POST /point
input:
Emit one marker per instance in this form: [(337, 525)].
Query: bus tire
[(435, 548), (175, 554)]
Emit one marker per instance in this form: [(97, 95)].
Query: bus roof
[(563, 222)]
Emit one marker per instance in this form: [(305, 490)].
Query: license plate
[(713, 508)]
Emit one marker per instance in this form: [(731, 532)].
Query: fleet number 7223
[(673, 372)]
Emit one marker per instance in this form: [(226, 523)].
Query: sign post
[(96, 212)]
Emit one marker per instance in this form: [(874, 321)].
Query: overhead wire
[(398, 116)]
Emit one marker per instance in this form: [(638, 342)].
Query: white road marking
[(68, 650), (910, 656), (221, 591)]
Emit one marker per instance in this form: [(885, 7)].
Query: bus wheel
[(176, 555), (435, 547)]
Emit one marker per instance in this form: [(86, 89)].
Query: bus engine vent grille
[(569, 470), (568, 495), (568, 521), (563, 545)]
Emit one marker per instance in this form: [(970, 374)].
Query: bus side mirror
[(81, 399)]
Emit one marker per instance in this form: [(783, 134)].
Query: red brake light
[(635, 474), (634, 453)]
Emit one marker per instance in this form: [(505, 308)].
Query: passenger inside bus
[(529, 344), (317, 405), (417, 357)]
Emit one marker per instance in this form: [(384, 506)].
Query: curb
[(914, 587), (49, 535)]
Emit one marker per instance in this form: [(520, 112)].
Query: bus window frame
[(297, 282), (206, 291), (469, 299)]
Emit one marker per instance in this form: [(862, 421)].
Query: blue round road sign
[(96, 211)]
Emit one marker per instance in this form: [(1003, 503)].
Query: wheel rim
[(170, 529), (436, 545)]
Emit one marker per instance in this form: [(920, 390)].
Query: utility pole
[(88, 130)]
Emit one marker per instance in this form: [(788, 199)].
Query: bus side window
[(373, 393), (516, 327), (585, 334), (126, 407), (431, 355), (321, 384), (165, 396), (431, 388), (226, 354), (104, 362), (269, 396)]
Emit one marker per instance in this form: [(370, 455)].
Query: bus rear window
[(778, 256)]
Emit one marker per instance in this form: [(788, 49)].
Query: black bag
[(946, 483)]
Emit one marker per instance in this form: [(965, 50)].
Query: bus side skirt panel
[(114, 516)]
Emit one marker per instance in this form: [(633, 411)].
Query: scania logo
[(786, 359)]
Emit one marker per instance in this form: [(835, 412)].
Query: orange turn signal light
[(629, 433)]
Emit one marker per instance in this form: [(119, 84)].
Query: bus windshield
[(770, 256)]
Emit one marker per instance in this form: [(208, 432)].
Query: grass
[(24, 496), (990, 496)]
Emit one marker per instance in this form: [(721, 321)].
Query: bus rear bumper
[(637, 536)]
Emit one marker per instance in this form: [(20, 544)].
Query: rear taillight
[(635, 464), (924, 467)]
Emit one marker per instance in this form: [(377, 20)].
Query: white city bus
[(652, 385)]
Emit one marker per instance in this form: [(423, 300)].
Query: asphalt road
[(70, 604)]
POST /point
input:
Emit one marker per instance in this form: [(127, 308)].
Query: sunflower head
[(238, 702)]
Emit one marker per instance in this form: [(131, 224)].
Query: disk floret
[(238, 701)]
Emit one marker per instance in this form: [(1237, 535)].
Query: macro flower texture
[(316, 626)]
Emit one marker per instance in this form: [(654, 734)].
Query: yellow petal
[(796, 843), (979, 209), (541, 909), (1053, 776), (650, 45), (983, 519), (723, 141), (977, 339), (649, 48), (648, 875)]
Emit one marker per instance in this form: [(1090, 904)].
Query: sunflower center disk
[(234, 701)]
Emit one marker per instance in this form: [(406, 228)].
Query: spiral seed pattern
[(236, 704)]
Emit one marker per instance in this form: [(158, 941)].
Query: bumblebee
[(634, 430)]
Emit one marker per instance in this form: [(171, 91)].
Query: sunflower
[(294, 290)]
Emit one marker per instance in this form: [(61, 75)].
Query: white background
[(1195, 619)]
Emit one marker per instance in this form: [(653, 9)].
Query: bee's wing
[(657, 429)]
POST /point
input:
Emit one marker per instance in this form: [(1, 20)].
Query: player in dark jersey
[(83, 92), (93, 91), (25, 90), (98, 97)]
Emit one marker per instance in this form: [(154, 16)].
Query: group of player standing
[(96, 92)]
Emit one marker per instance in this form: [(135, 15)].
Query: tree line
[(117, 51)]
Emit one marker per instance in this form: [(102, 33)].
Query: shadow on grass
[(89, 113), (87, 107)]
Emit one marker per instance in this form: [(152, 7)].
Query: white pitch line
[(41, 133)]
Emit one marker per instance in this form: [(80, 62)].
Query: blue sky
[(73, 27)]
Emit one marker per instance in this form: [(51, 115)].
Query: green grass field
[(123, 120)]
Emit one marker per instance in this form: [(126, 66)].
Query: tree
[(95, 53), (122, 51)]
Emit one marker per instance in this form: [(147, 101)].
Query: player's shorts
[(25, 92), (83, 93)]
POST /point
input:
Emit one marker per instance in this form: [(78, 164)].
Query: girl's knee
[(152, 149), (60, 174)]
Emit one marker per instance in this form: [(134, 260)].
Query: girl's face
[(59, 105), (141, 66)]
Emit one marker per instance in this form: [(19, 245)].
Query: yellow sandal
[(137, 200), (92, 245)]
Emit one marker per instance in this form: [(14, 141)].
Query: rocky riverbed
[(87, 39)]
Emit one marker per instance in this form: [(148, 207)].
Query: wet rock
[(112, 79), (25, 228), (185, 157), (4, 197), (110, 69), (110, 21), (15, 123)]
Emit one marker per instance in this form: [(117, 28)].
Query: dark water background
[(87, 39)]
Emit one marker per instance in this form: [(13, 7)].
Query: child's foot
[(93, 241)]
#####
Exercise —
Reproduce all of the entries above verbatim, leaving every character unchanged.

Answer for this exercise —
POST /point
input:
Emit one marker per instance in this form: [(337, 525)].
Query: bus tire
[(435, 548), (175, 554)]
Emit one marker per instance in this form: [(97, 95)].
Query: bus roof
[(563, 222)]
Emit one marker per instance in this form: [(305, 490)].
Query: license plate
[(713, 508)]
Emit one marker per instance in this form: [(731, 532)].
Query: fleet number 7223
[(673, 372)]
Emit one marker per instance in this form: [(226, 523)].
Query: sign post
[(96, 212)]
Emit one marker per instance in this form: [(874, 321)].
Query: overhead wire
[(398, 116)]
Emit one marker per instance in this form: [(638, 342)].
Query: white road marking
[(68, 650), (910, 656), (221, 591)]
Emit one marker per instance in this form: [(885, 7)].
Query: bus wheel
[(176, 555), (435, 547)]
Emit one marker per instance in this form: [(86, 89)].
Query: bus engine vent grille
[(569, 470), (568, 495), (568, 521), (563, 545)]
Emit one marker per instance in this form: [(970, 374)].
Query: bus side mirror
[(81, 399)]
Emit one marker per instance in this form: [(783, 134)].
Query: red brake light
[(635, 474), (634, 453)]
Emit one marker per instance in this form: [(505, 308)].
Query: passenger inside bus
[(529, 344), (317, 405), (417, 357)]
Emit one marker per instance in this form: [(384, 506)].
Query: curb
[(914, 587), (49, 535)]
Emit one marker per instance in this form: [(520, 112)].
Query: bus window frame
[(297, 282), (206, 291), (469, 299)]
Emit one marker per instance in this form: [(862, 421)].
Query: blue round road sign
[(96, 211)]
Emit one marker per instance in this form: [(1003, 503)].
Query: wheel rim
[(170, 529), (436, 545)]
Emit one marker per instance in this form: [(920, 390)].
Query: utility pole
[(88, 130)]
Emit one marker per instance in this form: [(788, 199)].
Query: bus side window
[(373, 393), (516, 327), (585, 334), (126, 407), (431, 355), (321, 384), (165, 396), (431, 388), (226, 354), (104, 362), (269, 396)]
Emit one marker per instance in this form: [(370, 455)].
Query: bus rear window
[(778, 256)]
Emit one marker per instance in this form: [(788, 49)].
Query: black bag
[(946, 483)]
Emit one marker per instance in this form: [(965, 50)].
Query: bus side skirt panel
[(114, 516)]
Emit one marker per instance in this form: [(633, 411)].
Query: scania logo
[(786, 359)]
Emit one marker per instance in this form: [(835, 412)].
Query: orange turn signal light
[(629, 433)]
Emit one marker per instance in this form: [(119, 84)].
Query: bus windshield
[(770, 256)]
Emit one marker per instance in this form: [(208, 432)].
Query: grass
[(24, 496), (990, 496)]
Emit one marker per instance in this form: [(721, 321)].
Query: bus rear bumper
[(637, 536)]
Emit one marker per instance in this form: [(20, 544)].
Query: rear taillight
[(635, 464), (924, 467)]
Emit one marker per instance in this form: [(377, 20)].
Query: white city bus
[(652, 385)]
Emit one marker per instance in this form: [(423, 300)].
Query: asphalt road
[(70, 604)]
POST /point
input:
Emit one marker per instance in this form: [(127, 308)].
Query: sunflower head
[(238, 702)]
Emit one marker per instance in this form: [(131, 224)].
Query: disk floret
[(238, 701)]
Emit one marker per instance in this form: [(1237, 535)].
Query: macro flower texture
[(316, 626)]
Emit one marker per instance in this form: [(654, 734)].
Query: yellow petal
[(796, 843), (979, 209), (541, 909), (1053, 776), (650, 45), (983, 519), (723, 141), (977, 339), (649, 48), (648, 875)]
Emit one marker per instance in this form: [(1090, 904)].
Query: sunflower center disk
[(234, 701)]
Emit one marker per instance in this form: [(406, 228)].
Query: spiral seed pattern
[(236, 704)]
Emit one marker per instance in this form: [(158, 941)].
Query: bumblebee
[(634, 430)]
Emit one marker per instance in this form: [(171, 91)].
Query: sunflower
[(294, 290)]
Emit one marker per instance in this form: [(61, 75)].
Query: white background
[(1195, 619)]
Emit one marker per instance in this form: [(653, 9)].
Query: bee's wing
[(657, 429)]
POST /point
input:
Emit one marker per instance in this form: [(1, 20)].
Query: player in dark jersey
[(83, 92), (93, 91), (25, 90), (98, 97)]
Emit one marker per instance in this form: [(154, 16)].
Query: group of player standing
[(96, 92)]
Emit one marker per instance in this form: [(135, 15)].
Query: tree line
[(117, 51)]
Emit one marker per instance in this form: [(102, 33)].
Query: shadow on grass
[(89, 113), (87, 107)]
Emit one marker per instance in this form: [(152, 7)].
Query: white pitch line
[(41, 133)]
Emit one marker per instance in this form: [(80, 62)].
Query: blue sky
[(73, 27)]
Emit one marker per instance in this form: [(51, 115)].
Query: green grass field
[(123, 120)]
Emit one marker per instance in this form: [(126, 66)].
Query: tree
[(95, 53), (122, 51)]
Emit one marker per instance in this form: [(147, 101)].
Query: player's shorts
[(25, 92), (83, 93)]
POST /point
input:
Emit one marker per instance in this form: [(78, 164)].
Query: girl's knee
[(152, 149), (60, 174)]
Emit one marker per instance in this form: [(134, 260)].
Query: girl's face
[(59, 105), (141, 66)]
Emit one marker per instance in this form: [(19, 245)].
Query: yellow sandal
[(137, 200), (92, 245)]
Emit one marker per instance in this form: [(14, 141)].
Query: rocky riverbed
[(87, 39)]
Emit one marker per instance in this form: [(148, 207)].
Query: wet rock
[(112, 79), (25, 228), (185, 157), (4, 197), (110, 69), (110, 21), (15, 123)]
Emit one marker per instance in this form: [(117, 28)].
Query: dark water background
[(87, 39)]
Emit one marker per instance in this form: [(13, 7)].
Query: child's foot
[(93, 241)]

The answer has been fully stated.